Written problem:
Report every line of the items below that contains the word "point".

[Start The data]

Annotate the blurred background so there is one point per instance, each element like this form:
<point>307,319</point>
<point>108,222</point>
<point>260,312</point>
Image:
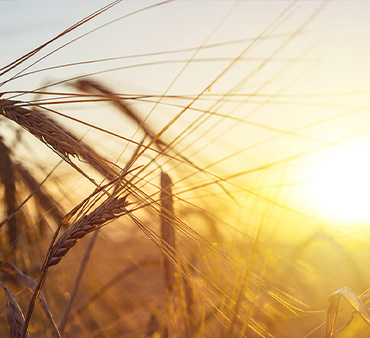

[End The data]

Expected answer:
Annotate the blurred background so there is one point per instance, each element like this form:
<point>307,319</point>
<point>108,222</point>
<point>260,312</point>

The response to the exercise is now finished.